[start of Material]

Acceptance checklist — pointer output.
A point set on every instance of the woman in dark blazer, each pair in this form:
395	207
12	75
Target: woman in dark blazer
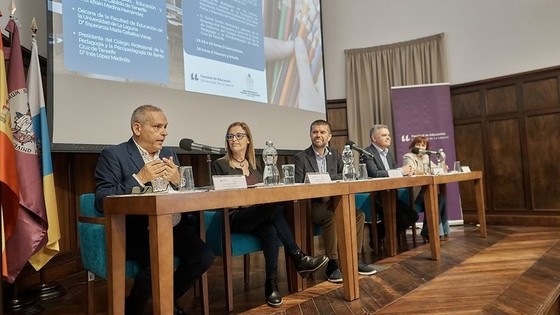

[end of Material]
[start of Material]

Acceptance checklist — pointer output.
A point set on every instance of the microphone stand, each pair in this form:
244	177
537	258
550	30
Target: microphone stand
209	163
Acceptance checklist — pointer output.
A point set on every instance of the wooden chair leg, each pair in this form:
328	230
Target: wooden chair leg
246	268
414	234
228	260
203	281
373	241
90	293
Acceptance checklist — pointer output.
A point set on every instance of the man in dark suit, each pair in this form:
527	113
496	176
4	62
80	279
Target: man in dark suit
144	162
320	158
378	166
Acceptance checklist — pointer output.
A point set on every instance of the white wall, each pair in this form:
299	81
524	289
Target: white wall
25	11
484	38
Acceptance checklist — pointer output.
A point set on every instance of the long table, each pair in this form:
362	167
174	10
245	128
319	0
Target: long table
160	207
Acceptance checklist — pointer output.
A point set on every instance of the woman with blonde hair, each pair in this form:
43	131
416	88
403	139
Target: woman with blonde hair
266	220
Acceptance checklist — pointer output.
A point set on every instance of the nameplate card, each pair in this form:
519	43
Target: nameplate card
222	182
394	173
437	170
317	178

[end of Material]
[start of Material]

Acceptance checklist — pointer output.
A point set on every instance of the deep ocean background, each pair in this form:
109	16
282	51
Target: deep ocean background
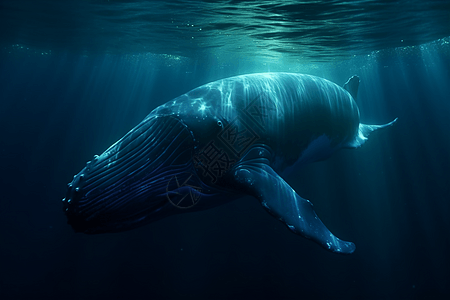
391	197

[end of Material]

Pick out each line above that contains the word "chair", and copy those lines in full.

A point set on every instance of the wooden chair leg, each pair in this form:
Target: wooden chair leg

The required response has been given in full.